Stated task = Update the material below by changing every "pixel coordinates" to "x and y coordinates" and leaving everything else as it is. Omit the pictures from your answer.

Data section =

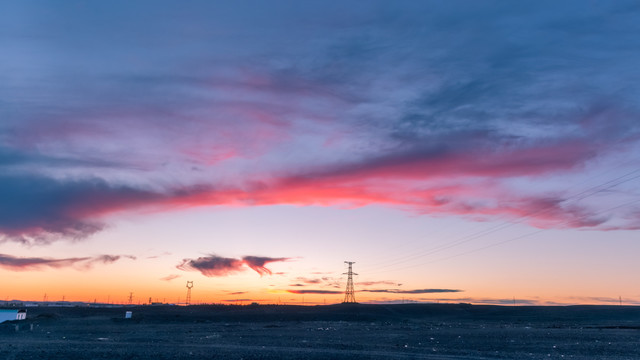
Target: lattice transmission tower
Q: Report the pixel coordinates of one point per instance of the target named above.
(189, 286)
(350, 293)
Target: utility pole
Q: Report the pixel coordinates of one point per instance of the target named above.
(189, 286)
(349, 294)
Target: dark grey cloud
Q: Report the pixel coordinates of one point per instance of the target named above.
(15, 263)
(411, 91)
(214, 265)
(170, 277)
(39, 210)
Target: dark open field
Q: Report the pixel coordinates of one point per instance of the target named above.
(410, 331)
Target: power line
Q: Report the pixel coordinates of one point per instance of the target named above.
(504, 241)
(465, 239)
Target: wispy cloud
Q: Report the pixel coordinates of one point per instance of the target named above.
(482, 124)
(214, 265)
(310, 291)
(170, 277)
(414, 291)
(15, 263)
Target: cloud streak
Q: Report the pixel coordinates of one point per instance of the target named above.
(483, 124)
(213, 265)
(14, 263)
(414, 291)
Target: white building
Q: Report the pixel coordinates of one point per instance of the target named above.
(12, 314)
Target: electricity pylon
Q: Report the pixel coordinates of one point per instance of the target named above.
(189, 286)
(349, 294)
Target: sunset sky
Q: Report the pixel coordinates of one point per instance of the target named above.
(456, 151)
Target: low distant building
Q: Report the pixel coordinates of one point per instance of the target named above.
(12, 314)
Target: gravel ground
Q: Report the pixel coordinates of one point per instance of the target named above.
(364, 332)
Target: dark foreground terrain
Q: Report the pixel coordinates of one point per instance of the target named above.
(412, 331)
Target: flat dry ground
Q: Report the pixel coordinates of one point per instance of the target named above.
(411, 331)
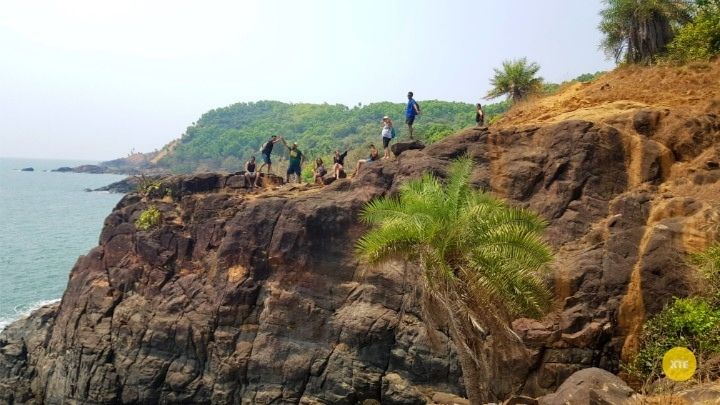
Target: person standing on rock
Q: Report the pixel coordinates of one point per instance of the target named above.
(388, 132)
(266, 150)
(295, 160)
(479, 115)
(320, 171)
(250, 173)
(338, 162)
(412, 110)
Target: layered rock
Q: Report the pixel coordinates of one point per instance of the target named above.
(258, 298)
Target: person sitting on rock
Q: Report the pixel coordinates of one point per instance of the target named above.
(266, 150)
(374, 155)
(250, 173)
(296, 158)
(319, 171)
(338, 162)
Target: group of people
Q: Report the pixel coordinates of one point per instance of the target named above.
(296, 158)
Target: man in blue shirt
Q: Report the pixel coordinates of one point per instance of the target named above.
(411, 111)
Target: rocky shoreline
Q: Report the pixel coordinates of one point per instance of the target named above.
(242, 296)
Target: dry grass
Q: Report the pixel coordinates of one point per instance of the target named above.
(692, 88)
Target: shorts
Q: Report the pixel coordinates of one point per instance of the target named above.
(294, 169)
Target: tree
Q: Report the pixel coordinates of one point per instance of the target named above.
(481, 259)
(700, 38)
(639, 30)
(516, 80)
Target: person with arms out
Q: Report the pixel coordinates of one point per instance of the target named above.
(295, 160)
(412, 110)
(266, 150)
(250, 173)
(320, 171)
(479, 115)
(388, 132)
(374, 155)
(338, 162)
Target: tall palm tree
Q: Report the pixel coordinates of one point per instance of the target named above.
(638, 30)
(516, 79)
(481, 259)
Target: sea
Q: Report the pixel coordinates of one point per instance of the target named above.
(47, 220)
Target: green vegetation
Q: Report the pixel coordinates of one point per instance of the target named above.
(708, 265)
(148, 186)
(647, 31)
(700, 38)
(552, 88)
(516, 79)
(481, 259)
(224, 138)
(148, 219)
(692, 322)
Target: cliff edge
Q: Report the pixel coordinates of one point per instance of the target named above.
(257, 298)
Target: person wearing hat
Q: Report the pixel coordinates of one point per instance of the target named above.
(295, 160)
(387, 134)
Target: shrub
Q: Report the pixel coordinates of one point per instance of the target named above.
(687, 322)
(708, 264)
(148, 219)
(692, 322)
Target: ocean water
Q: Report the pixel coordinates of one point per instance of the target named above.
(47, 221)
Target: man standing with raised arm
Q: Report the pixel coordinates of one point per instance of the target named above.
(412, 110)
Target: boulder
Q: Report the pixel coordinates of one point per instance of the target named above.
(591, 386)
(400, 147)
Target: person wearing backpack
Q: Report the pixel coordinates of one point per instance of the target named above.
(412, 110)
(388, 133)
(265, 151)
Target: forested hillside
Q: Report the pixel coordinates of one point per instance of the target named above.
(223, 138)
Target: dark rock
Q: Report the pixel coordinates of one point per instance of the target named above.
(239, 297)
(400, 147)
(520, 400)
(591, 386)
(646, 121)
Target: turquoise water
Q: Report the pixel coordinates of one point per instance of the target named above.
(47, 221)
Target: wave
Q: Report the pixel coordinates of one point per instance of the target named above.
(23, 311)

Completed exercise =
Target: lattice transmission tower
Q: Report the x and y coordinates of one point per instance of the target named above.
(189, 286)
(350, 293)
Target: utility pole
Q: Report the x and y coordinates of one point per instance of the target named above.
(189, 286)
(349, 294)
Target: dark grey cloud
Q: Report the x and y coordinates of one point per instance of the target named above.
(15, 263)
(411, 91)
(214, 265)
(170, 277)
(39, 210)
Target: dark open field
Q: Report the x and y coordinates of one point per instance of the target named above.
(410, 331)
Target: power line
Q: Report the x and y coordinates of one point per instance of the target named above.
(504, 241)
(465, 239)
Target: wispy cloud
Q: Report the x and y coordinates of one point per instance of the target named above.
(482, 124)
(214, 265)
(310, 291)
(170, 277)
(414, 291)
(15, 263)
Target: cloud streak
Q: Report the x and y coordinates of one point per instance of the target named above.
(483, 124)
(213, 265)
(14, 263)
(414, 291)
Target: white building
Q: Report the x and y coordinates of one point per instance of the target named above.
(12, 314)
Target: electricity pylon
Q: Report the x and y coordinates of one point per instance of the target named above.
(189, 286)
(349, 294)
Target: sunset sky
Q: Report the x and y coordinates of one point per instance of the target named above.
(456, 151)
Target: low distant building
Q: Report the x and y coordinates of one point per instance of the target named above.
(12, 314)
Target: gravel ground
Q: Report the x and y coordinates of one point per instance of the target named above.
(364, 332)
Target: dark foreground terrain
Q: Report the x and y coordinates of one point per instance of the target named above.
(412, 331)
Target: flat dry ground
Q: Report the x and y coordinates of one point per instance of the target named above.
(411, 331)
Target: person standing on rock
Q: Report the x and y coordinates of one point per instance of the target named above.
(388, 132)
(266, 150)
(295, 160)
(479, 115)
(320, 171)
(250, 173)
(338, 162)
(412, 110)
Target: layered rock
Q: Report the x and y coordinates of one point per instance of the target named above.
(258, 298)
Target: person sitting on rock
Q: Report the x and y coordinates of one point per instance of the target named above.
(266, 150)
(374, 155)
(250, 173)
(296, 158)
(319, 171)
(338, 162)
Target: group of people
Q: Report the x and y coordinates of one point per instance of the target named above.
(296, 158)
Target: man in blue shirt
Q: Report the x and y coordinates of one point per instance of the target named above.
(411, 111)
Target: rocky shoreline
Q: Report the x and y coordinates of one point per instance of the target named above.
(242, 296)
Target: dry grass
Q: Report the x and y coordinates of one point per instance of the target named above.
(692, 88)
Target: shorts
Q: Report the x and y coordinates of one point per instance of the target named above.
(294, 169)
Target: tree
Q: Report the x and y coordinates of one point per instance of the target named above.
(481, 259)
(700, 38)
(639, 30)
(516, 80)
Target: person with arms out
Q: Report the x and y coordinates of one point per instance of the target named above.
(295, 160)
(412, 110)
(266, 150)
(250, 173)
(320, 171)
(479, 115)
(388, 132)
(374, 155)
(338, 162)
Target: tall palm tree
Q: Report the x and y coordinates of one point per instance of the target named above.
(638, 30)
(516, 79)
(481, 259)
Target: sea
Q: Report the x and y coordinates of one point per instance of the target named above.
(47, 220)
Target: green vegetation
Q: Report the x and y coordinates of one point per instance of the target named above.
(708, 265)
(148, 186)
(647, 31)
(700, 38)
(552, 88)
(516, 79)
(481, 259)
(224, 138)
(148, 219)
(692, 322)
Target: cliff edge
Q: Report the x and y coordinates of one point per instance of the target named above.
(257, 298)
Target: person wearing hat
Q: Report the x and y coordinates of one point per instance of the target named above.
(295, 160)
(387, 134)
Target: shrub
Q: Report the x and y coordinates of one point per instance of the target named above.
(687, 322)
(708, 264)
(148, 219)
(692, 322)
Target: ocean water
Q: Report the x and y coordinates of one point per instance of the target named above.
(47, 221)
Target: man standing with raised arm
Q: Report the x and y coordinates of one point per instance of the target named above.
(412, 110)
Target: boulder
Q: Report the x and y coordinates of one point per instance of the target named above.
(591, 386)
(400, 147)
Target: person wearing backpack
Q: Report the x and y coordinates of one point per instance of the target named above.
(412, 110)
(388, 133)
(265, 151)
Target: forested hillside
Q: Report the x and y coordinates of one point per instance of the target named above.
(223, 138)
Target: dark rock
Q: Report the x and y coordinates of one point per instance of the target named above.
(239, 297)
(400, 147)
(520, 400)
(591, 386)
(646, 121)
Target: turquoise water
Q: Report the x and y coordinates of one point per instance of the target named above.
(47, 221)
Target: wave
Q: Report the x and y coordinates of one point per instance of the target named above.
(23, 311)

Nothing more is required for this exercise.